The exercise →
Rewrite the lines starting at the one that has "Expected: one pin per instance of the pink" and ending after the one that has "Query: pink flower", putting "white flower" in place of "pink flower" and leaving the rest unchanged.

Records supplied →
- - - - -
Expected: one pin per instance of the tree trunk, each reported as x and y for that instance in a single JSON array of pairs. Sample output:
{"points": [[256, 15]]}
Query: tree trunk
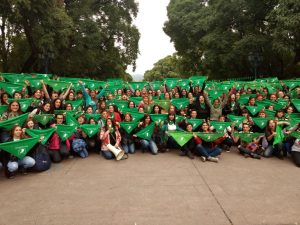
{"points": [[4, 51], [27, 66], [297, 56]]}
- - - - -
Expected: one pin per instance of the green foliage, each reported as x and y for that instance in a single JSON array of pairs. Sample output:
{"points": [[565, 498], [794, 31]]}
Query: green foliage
- - - - -
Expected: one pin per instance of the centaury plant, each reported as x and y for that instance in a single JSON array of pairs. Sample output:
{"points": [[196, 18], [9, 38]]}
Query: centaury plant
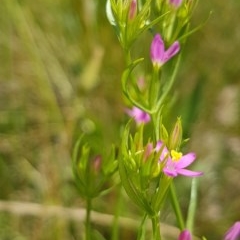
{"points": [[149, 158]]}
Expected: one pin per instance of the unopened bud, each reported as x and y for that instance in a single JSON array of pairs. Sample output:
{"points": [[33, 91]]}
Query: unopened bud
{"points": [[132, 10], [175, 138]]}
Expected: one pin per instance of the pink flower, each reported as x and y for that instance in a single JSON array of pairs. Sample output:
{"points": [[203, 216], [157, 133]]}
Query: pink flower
- - - - -
Output of the exercise →
Expected: one pin per instance of the white flower, each reported as x and y for that instance in a single JSON array of pairs. Sample output:
{"points": [[203, 216], [157, 133]]}
Query: white flower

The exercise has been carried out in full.